**What is expected**
Copy out the lines of the listing below word for word, starting at the line containing "sandy dirt ground?" and ending after the line containing "[421,786,587,839]".

━━ Data excerpts

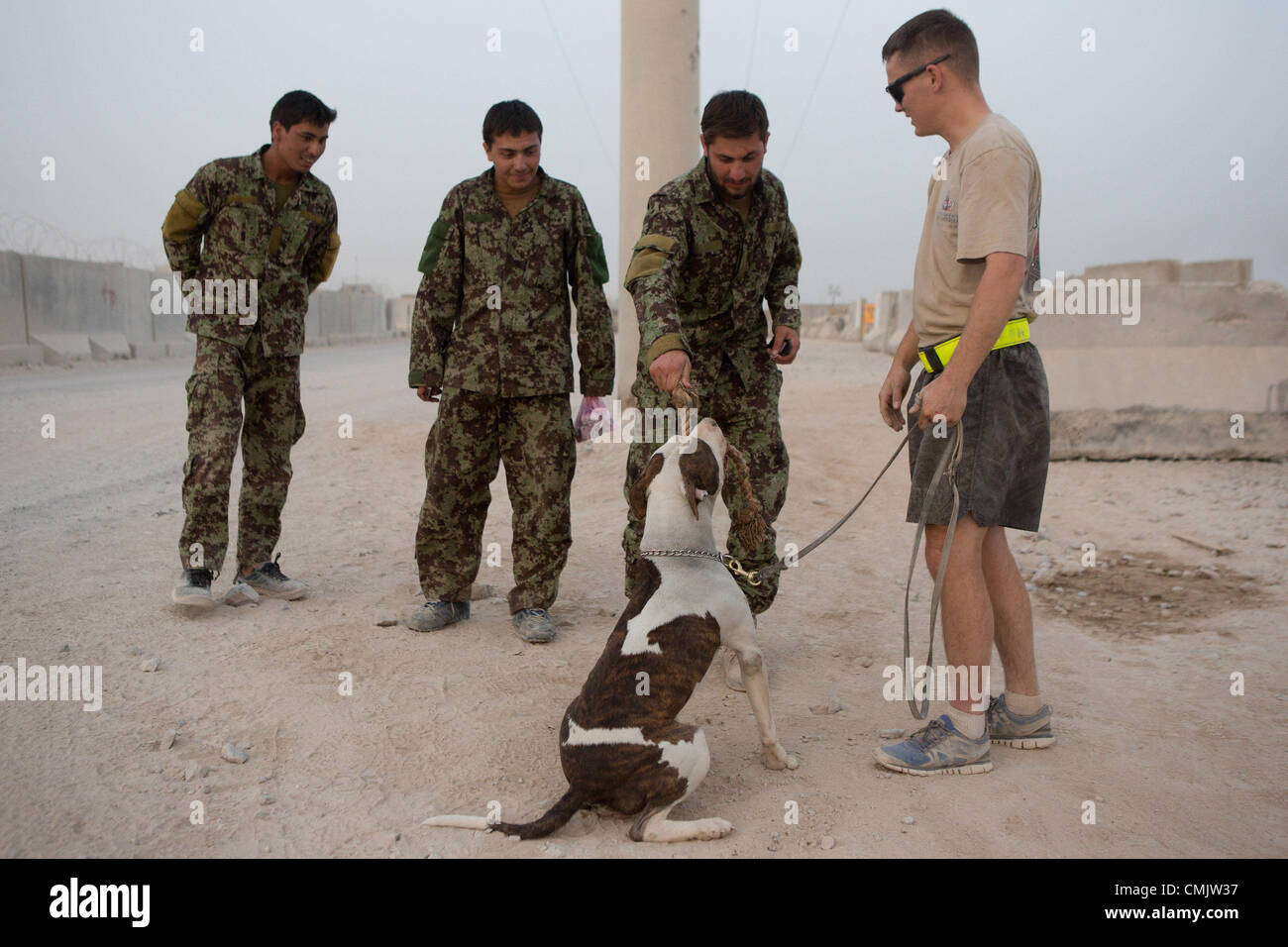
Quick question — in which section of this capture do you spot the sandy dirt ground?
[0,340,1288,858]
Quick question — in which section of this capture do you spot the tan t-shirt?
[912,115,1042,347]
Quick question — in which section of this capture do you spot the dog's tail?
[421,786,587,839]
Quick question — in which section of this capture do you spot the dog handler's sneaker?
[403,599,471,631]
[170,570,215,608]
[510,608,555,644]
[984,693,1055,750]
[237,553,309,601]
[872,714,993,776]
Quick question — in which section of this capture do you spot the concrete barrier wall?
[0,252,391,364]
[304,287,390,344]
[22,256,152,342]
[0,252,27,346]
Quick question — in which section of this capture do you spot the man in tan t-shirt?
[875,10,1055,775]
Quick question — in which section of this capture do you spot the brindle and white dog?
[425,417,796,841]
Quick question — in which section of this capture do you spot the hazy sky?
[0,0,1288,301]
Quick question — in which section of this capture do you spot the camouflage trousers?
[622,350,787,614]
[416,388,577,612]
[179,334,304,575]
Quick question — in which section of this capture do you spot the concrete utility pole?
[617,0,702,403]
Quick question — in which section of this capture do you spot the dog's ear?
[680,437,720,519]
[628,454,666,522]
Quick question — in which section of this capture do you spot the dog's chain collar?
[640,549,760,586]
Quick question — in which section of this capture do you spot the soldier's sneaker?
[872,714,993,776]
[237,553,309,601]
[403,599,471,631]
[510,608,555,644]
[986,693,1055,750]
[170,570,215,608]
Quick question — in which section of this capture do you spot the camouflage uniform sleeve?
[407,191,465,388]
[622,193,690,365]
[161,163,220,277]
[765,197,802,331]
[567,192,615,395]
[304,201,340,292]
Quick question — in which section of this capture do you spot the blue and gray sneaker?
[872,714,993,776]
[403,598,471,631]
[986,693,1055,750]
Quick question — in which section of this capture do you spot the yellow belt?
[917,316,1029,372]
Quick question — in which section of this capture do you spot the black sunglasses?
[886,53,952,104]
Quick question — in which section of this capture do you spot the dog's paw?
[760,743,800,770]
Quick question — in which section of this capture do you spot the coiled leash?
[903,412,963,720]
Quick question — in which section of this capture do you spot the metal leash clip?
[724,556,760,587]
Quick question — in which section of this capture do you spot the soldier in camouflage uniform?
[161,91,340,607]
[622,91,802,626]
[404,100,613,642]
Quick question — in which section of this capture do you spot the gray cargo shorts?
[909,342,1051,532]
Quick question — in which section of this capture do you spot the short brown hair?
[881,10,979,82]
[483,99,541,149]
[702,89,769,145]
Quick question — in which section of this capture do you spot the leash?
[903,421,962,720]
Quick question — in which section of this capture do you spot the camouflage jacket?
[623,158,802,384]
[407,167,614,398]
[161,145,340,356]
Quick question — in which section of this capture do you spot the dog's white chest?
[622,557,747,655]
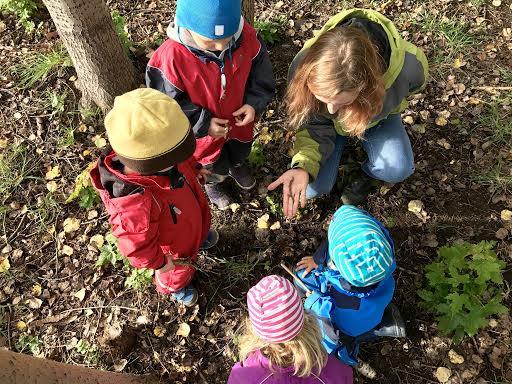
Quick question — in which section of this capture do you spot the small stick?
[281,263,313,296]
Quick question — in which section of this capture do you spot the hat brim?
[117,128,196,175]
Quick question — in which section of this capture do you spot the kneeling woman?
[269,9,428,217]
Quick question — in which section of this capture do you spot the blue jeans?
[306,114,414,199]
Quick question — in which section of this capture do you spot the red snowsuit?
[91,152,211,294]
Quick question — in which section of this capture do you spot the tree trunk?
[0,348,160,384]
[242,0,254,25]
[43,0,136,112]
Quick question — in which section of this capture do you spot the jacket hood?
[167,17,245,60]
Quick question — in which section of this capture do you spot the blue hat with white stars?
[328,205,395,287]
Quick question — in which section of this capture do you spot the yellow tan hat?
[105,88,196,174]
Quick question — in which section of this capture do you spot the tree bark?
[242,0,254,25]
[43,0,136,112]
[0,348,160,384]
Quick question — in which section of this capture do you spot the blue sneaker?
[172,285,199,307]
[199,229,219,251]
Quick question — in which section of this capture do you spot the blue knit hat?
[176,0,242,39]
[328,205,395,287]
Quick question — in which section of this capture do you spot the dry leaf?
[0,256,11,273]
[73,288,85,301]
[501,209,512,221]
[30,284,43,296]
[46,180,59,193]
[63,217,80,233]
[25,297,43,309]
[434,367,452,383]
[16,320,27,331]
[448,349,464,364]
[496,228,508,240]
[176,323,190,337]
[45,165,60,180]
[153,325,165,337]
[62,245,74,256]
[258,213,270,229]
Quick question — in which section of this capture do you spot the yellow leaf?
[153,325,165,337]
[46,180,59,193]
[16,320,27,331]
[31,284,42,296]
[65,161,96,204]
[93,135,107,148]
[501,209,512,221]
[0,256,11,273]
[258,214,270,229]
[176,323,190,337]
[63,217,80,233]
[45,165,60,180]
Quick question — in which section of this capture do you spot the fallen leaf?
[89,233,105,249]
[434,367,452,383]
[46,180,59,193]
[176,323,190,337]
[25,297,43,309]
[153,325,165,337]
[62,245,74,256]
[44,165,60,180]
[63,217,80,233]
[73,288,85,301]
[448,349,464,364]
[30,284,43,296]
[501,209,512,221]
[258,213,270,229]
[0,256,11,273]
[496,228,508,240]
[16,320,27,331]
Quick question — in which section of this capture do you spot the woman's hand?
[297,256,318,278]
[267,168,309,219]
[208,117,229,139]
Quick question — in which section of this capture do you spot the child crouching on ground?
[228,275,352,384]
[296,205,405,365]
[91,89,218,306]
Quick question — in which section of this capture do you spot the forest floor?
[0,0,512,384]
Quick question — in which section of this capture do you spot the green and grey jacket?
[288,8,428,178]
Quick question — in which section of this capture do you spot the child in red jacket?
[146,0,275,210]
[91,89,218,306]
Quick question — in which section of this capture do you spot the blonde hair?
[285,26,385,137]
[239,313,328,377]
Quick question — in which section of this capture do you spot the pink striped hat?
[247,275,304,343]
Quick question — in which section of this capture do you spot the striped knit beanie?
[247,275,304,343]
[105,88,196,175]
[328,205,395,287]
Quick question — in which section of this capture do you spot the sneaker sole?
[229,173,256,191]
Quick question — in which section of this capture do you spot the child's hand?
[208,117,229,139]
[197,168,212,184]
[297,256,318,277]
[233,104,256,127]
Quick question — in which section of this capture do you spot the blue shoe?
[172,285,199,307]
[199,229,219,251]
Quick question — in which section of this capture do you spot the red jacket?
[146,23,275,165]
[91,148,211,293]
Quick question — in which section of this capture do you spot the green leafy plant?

━━━━
━━ Data excerpts

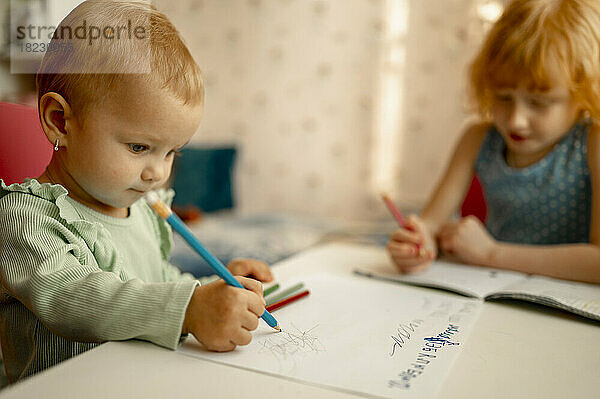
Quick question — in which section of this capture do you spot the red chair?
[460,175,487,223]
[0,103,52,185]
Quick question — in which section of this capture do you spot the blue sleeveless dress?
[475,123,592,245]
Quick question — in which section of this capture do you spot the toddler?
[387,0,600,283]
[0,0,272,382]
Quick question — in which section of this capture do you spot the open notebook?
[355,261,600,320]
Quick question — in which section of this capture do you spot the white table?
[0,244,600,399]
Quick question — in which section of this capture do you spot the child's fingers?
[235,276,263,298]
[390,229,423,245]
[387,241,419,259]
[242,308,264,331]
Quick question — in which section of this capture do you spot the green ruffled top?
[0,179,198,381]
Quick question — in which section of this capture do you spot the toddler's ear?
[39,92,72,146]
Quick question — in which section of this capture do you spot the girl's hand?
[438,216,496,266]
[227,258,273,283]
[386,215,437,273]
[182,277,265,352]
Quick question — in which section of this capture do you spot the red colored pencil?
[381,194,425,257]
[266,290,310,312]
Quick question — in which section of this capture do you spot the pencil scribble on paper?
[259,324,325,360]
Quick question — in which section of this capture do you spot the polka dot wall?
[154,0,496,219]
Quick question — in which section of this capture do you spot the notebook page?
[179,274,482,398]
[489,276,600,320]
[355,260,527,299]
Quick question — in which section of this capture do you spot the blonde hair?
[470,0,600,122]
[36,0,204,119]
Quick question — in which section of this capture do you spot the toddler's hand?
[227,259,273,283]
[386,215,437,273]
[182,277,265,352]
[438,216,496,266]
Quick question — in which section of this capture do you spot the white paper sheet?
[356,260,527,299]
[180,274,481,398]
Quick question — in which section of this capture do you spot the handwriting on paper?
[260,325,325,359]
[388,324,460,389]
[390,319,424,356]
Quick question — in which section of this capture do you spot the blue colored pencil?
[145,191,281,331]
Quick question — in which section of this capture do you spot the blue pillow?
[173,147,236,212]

━━━━

**Exercise solution**
Quick question — in which section of this capture do you spot the sandy dirt ground?
[0,340,1288,858]
Quick question — in which section of this capture do you spot the tan t-shirt?
[912,115,1042,347]
Quick question — in which section of this capture do you spot the dog's tail?
[421,786,587,839]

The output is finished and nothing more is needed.